Your reply should be a single number, the count of lines in the records that contain "wall".
++++ Data excerpts ++++
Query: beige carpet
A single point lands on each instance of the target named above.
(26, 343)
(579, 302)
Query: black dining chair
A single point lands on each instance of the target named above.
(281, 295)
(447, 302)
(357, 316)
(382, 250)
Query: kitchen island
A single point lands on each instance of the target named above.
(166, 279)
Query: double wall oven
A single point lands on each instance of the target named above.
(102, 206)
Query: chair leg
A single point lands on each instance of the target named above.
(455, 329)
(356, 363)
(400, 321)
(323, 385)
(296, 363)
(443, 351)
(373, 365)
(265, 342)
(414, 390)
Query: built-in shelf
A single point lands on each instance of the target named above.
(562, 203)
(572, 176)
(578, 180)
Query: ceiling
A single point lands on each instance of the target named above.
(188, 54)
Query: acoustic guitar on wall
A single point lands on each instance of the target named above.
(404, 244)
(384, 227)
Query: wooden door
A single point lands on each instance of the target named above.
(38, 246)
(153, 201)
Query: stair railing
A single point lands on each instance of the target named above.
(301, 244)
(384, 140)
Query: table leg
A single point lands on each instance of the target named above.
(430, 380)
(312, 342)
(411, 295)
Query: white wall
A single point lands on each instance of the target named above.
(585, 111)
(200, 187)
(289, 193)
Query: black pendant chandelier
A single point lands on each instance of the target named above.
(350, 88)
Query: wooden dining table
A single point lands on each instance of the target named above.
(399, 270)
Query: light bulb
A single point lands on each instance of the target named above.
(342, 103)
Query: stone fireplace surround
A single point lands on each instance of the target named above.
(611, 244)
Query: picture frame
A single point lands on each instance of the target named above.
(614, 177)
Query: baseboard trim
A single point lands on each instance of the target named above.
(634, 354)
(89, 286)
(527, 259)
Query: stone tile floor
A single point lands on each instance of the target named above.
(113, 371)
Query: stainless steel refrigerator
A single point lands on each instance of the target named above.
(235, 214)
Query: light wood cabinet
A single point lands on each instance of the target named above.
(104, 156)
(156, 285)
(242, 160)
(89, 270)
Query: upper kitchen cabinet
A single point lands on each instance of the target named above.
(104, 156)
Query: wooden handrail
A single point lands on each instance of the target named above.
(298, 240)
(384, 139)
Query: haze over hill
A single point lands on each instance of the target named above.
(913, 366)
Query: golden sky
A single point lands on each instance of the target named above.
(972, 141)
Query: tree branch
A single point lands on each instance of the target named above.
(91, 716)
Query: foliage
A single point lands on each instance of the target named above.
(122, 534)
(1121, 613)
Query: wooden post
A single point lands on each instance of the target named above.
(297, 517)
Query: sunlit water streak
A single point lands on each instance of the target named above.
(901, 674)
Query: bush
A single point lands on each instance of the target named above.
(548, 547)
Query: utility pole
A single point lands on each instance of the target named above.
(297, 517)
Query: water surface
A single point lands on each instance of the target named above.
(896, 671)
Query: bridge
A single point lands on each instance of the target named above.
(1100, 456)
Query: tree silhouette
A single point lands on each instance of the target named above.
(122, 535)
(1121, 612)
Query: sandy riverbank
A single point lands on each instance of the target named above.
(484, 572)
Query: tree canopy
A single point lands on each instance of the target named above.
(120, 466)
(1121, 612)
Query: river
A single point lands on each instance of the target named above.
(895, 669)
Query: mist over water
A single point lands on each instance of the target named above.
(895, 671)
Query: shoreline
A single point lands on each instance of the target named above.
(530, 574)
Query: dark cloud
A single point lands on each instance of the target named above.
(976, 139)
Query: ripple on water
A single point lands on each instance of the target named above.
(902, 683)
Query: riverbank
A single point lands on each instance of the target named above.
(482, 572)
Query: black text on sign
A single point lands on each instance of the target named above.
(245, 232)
++++
++++ Data excerpts ++++
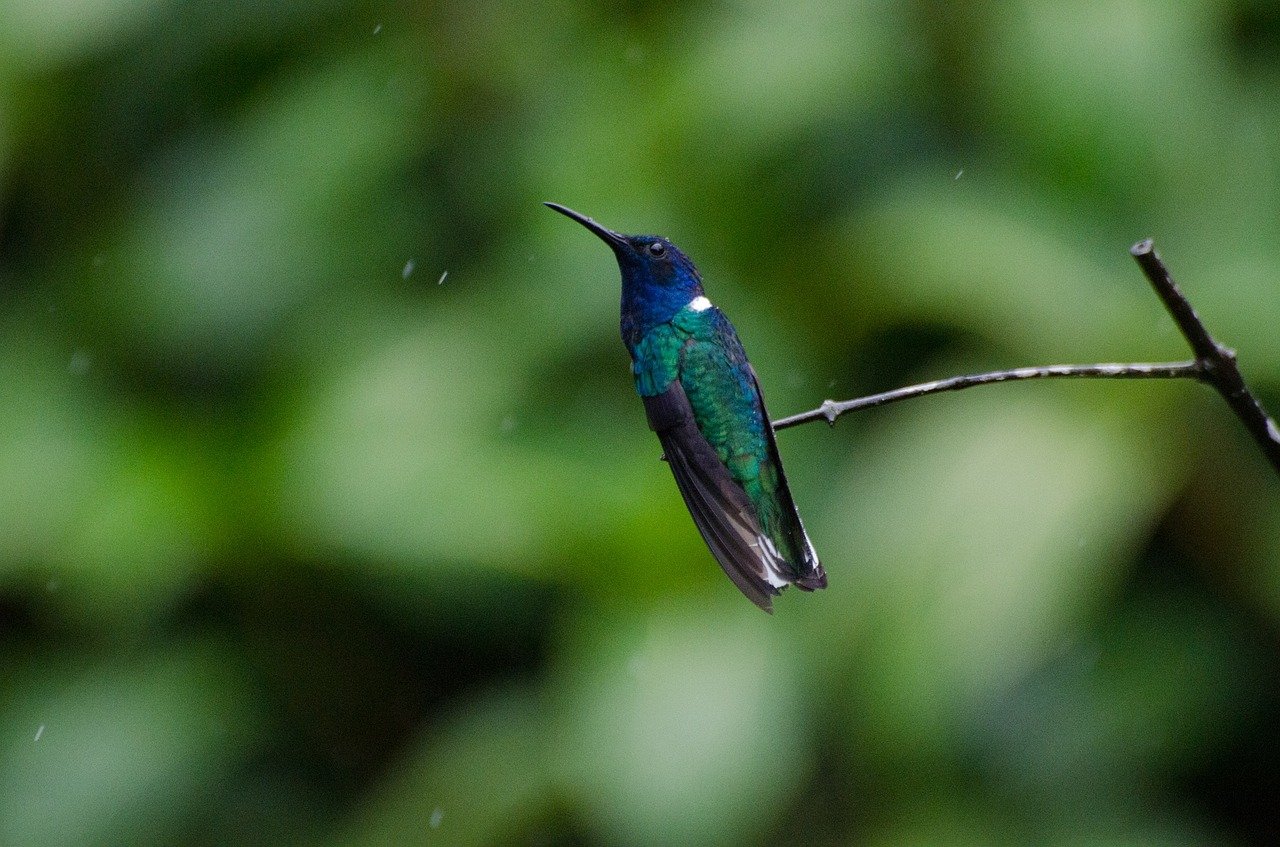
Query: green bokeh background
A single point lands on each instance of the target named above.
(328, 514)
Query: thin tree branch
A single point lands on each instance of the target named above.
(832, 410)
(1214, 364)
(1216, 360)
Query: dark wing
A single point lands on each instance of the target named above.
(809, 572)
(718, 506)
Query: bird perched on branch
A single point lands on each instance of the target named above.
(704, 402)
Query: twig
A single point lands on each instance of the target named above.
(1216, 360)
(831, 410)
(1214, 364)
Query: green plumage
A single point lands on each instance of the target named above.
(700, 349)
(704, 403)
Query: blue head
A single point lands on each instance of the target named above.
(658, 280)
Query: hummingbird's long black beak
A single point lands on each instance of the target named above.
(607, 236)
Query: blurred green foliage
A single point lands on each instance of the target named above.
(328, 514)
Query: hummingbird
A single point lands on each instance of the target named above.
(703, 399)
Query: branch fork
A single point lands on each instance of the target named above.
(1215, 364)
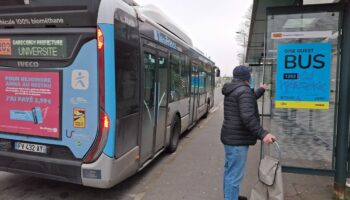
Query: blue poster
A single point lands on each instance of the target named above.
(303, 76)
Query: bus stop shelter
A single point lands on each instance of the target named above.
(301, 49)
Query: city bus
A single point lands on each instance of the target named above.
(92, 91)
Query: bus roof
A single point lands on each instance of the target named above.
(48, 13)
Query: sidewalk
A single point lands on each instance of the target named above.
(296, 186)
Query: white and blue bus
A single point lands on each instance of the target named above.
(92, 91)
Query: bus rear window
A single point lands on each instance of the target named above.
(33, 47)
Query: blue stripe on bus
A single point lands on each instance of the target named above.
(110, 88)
++++
• [Solved problem]
3